**TEXTO DA PÁGINA**
É curioso como as coisas acontecem. Quando Ricardo Salles era ministro do Meio Ambiente, o Brasil inteiro reagiu à sua declaração, durante a famosa reunião presidencial, propondo a desregulamentação das normas ambientais para “passar a boiada enquanto a mídia se preocupava com a pandemia”. A frase virou escândalo imediato e estampou as manchetes em toda mídia nacional. No entanto, quando situações semelhantes ocorrem em nível estadual, a repercussão é quase nula. Poucos veículos sequer mencionam o assunto. Foi o que aconteceu em São Paulo, em fevereiro de 2024, quando o CONSEMA transferiu o licenciamento ambiental, antes gerido pelo Estado, para os municípios. Agora, o governo do Paraná segue na mesma direção, com um projeto de lei enviado à Assembleia Legislativa para facilitar ao máximo o licenciamento e transferir sua gestão aos municípios.

Praia Deserta, Ilha do Superagui, Litoral do Paraná
Praia Deserta, Ilha do Superagui, Litoral do Paraná, será que Ratinho Júnior (PSD) quer um resort no local? Acervo MSF.

‘Restingas favorecem a proliferação de vetores que causam mal à saúde humana’

Antes de analisarmos o Projeto de Lei, vamos recordar que o governo do Paraná parece obtuso sobre questões ambientais e os serviços ecossistêmicos. Em 2020, o governo enviou um Decreto que favorecia ‘o manejo de restingas no litoral’, em outras palavras, a poda das restingas.

**DADOS FORNECIDOS**

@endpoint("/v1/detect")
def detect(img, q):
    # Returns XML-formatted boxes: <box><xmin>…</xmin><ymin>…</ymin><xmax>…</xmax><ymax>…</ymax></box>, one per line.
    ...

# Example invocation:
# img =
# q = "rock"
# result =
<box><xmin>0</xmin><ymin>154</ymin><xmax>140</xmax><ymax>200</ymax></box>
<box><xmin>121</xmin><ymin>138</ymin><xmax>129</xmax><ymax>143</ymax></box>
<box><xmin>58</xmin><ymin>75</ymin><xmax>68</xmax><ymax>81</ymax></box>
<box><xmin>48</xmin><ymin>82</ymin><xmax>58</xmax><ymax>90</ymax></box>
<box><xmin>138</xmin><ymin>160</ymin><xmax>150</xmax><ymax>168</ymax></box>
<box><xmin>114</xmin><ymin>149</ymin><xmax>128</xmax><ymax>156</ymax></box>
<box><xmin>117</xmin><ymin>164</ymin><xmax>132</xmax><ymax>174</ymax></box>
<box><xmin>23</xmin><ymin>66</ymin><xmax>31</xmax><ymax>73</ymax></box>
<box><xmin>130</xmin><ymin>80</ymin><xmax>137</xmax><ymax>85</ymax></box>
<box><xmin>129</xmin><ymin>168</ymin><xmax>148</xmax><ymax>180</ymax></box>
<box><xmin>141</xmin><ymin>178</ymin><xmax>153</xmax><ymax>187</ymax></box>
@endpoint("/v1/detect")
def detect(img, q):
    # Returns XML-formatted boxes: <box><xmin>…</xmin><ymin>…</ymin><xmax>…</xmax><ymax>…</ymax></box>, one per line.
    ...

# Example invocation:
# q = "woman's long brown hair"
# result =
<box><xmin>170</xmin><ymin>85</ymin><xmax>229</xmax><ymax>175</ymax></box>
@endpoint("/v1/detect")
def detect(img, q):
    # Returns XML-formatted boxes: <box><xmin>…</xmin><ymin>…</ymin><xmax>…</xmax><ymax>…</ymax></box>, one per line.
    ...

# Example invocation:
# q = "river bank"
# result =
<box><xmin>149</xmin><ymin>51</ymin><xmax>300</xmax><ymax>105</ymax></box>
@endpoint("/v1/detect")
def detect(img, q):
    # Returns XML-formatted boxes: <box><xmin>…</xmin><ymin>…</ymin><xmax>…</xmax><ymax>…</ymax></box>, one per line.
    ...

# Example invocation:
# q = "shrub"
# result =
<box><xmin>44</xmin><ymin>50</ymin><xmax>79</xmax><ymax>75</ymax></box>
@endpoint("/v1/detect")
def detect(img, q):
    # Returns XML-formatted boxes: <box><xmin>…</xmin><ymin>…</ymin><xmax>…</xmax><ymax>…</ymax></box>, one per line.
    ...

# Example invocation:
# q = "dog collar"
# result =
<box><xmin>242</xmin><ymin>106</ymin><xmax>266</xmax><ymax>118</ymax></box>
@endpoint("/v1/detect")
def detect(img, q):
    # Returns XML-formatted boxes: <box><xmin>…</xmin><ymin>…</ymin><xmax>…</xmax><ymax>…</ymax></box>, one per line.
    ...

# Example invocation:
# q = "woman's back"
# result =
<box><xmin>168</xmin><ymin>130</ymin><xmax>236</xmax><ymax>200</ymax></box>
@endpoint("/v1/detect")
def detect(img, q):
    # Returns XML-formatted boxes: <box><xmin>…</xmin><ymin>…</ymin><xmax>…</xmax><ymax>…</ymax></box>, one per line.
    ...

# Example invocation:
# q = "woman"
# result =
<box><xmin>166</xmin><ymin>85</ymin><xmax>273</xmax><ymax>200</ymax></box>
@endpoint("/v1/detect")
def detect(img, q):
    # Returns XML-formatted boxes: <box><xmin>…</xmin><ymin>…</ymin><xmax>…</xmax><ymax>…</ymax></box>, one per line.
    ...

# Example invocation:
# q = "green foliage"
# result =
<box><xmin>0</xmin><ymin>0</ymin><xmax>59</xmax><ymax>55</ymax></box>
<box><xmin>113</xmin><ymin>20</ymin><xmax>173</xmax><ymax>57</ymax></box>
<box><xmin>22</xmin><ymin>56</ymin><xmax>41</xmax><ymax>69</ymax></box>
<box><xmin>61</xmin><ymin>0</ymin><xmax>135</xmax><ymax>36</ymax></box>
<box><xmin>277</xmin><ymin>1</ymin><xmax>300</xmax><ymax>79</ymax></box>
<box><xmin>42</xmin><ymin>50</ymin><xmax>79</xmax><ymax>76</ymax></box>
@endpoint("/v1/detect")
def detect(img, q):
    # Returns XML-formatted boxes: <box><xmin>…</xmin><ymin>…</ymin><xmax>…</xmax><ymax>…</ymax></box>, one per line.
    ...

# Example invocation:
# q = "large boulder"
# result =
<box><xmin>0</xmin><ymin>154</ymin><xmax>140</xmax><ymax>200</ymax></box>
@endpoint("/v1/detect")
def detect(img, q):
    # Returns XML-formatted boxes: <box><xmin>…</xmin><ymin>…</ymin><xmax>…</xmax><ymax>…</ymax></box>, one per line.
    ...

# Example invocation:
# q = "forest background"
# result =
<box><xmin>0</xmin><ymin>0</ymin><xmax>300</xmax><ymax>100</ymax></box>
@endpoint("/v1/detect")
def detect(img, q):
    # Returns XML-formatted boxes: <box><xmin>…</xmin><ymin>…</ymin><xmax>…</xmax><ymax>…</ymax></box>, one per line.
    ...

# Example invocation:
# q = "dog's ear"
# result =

**INSTRUÇÕES DO EXERCÍCIO**
Copie sem alterações o trecho do texto sobre licenciamento ambiental que vai de “É curioso como” até “gestão aos municípios.”.

**SUA RESPOSTA**
É curioso como as coisas acontecem. Quando Ricardo Salles era ministro do Meio Ambiente, o Brasil inteiro reagiu à sua declaração, durante a famosa reunião presidencial, propondo a desregulamentação das normas ambientais para “passar a boiada enquanto a mídia se preocupava com a pandemia”. A frase virou escândalo imediato e estampou as manchetes em toda mídia nacional. No entanto, quando situações semelhantes ocorrem em nível estadual, a repercussão é quase nula. Poucos veículos sequer mencionam o assunto. Foi o que aconteceu em São Paulo, em fevereiro de 2024, quando o CONSEMA transferiu o licenciamento ambiental, antes gerido pelo Estado, para os municípios. Agora, o governo do Paraná segue na mesma direção, com um projeto de lei enviado à Assembleia Legislativa para facilitar ao máximo o licenciamento e transferir sua gestão aos municípios.